Dataset content
++++

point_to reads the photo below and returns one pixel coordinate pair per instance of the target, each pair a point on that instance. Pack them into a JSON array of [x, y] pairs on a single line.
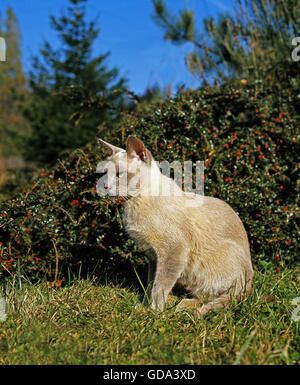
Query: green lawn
[[87, 323]]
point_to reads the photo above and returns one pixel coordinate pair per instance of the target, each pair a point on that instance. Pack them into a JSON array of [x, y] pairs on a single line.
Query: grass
[[88, 323]]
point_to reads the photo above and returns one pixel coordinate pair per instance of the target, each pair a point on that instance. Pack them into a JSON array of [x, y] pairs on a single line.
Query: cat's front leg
[[170, 266], [150, 279]]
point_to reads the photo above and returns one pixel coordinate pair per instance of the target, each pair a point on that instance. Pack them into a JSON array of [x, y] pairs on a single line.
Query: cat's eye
[[121, 174]]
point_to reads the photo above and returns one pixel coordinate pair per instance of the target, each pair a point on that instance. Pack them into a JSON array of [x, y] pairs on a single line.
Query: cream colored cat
[[197, 241]]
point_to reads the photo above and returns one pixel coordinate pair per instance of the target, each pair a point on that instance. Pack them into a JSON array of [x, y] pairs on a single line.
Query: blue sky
[[127, 31]]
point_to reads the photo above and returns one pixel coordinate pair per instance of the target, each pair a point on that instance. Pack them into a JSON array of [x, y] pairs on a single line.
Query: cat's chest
[[134, 226]]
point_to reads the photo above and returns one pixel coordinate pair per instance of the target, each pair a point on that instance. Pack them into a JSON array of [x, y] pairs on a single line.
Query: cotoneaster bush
[[245, 134]]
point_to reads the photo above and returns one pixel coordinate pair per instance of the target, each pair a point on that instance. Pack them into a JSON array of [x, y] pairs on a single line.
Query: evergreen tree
[[257, 37], [12, 86], [65, 83]]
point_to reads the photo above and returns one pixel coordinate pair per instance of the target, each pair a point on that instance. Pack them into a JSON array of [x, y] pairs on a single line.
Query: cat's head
[[125, 172]]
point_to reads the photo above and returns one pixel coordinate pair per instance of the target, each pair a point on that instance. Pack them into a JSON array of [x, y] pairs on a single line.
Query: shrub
[[245, 134]]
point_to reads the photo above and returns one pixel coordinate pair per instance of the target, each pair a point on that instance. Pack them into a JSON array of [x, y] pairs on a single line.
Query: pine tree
[[257, 37], [12, 86], [66, 82]]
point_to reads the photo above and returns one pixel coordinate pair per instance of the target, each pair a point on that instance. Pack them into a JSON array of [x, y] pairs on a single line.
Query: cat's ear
[[110, 148], [136, 148]]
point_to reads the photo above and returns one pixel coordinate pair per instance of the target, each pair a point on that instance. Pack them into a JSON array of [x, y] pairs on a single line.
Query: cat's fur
[[197, 241]]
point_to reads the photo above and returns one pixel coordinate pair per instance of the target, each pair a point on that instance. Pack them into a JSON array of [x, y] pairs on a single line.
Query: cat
[[203, 246]]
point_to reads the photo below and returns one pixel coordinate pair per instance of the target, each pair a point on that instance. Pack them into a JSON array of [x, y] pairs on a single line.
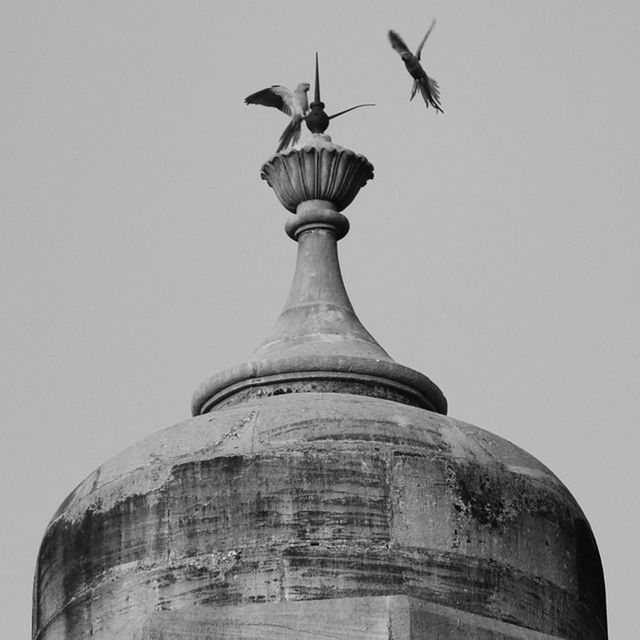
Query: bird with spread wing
[[293, 103], [428, 86]]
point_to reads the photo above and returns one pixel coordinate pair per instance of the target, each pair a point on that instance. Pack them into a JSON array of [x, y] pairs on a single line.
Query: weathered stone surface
[[318, 498]]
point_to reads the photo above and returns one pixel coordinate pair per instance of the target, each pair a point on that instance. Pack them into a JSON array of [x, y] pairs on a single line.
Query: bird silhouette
[[293, 103], [428, 86]]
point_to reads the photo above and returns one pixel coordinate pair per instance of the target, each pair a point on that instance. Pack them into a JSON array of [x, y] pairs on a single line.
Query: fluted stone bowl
[[320, 170]]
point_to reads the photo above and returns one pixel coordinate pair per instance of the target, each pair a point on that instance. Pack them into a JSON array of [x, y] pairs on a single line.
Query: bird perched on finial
[[293, 103], [428, 86]]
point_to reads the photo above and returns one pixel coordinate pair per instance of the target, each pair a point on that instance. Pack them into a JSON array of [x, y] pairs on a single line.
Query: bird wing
[[275, 96], [426, 35], [398, 43]]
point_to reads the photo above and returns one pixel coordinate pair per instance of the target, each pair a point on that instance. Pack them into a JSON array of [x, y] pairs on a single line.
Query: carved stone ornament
[[320, 170]]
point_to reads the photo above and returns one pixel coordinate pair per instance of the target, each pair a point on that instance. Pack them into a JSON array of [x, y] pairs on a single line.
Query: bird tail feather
[[291, 134], [431, 94]]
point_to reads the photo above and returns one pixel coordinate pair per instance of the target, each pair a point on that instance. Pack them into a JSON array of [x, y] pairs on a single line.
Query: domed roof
[[306, 497], [320, 491]]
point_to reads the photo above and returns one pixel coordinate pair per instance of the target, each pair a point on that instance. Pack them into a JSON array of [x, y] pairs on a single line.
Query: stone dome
[[320, 491]]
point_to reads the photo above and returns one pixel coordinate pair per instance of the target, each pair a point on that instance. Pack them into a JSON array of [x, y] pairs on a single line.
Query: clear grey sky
[[496, 250]]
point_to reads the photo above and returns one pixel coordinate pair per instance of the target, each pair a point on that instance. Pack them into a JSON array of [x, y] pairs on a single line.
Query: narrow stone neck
[[317, 277], [318, 317]]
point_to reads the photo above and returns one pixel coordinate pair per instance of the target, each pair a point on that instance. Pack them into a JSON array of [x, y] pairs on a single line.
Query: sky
[[496, 249]]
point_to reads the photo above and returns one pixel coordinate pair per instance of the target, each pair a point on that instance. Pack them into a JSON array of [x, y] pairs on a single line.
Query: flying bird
[[428, 86], [293, 103]]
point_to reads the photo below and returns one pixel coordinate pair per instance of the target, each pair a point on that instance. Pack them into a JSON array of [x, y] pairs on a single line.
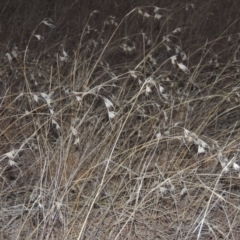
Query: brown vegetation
[[119, 120]]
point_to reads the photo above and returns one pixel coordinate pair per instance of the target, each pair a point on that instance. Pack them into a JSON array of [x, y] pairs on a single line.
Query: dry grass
[[125, 129]]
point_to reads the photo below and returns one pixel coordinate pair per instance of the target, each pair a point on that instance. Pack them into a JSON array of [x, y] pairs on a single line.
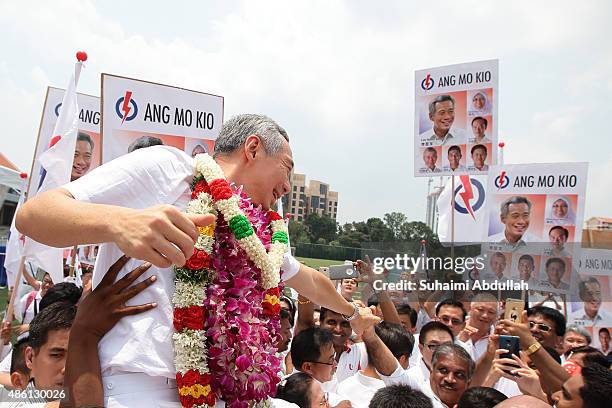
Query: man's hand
[[161, 235], [107, 301], [517, 329], [365, 319], [467, 332]]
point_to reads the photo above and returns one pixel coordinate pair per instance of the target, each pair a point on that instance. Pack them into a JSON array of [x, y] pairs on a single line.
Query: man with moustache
[[515, 213]]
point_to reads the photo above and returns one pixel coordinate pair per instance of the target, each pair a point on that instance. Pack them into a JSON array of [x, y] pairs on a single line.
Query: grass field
[[316, 263]]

++++

Task statement
Take the line holding "Query: man with moustache" and all lines after it through the end of the data, and set them down exactly.

Solved exercise
Query: man with moustache
[[515, 213]]
point_to reads the photo above and returns one pixel coordinate pair per instance of the target, each pair a point on that instance. Pack them into a JSON array of [x, y] pairs on a single line.
Query: grass field
[[316, 263]]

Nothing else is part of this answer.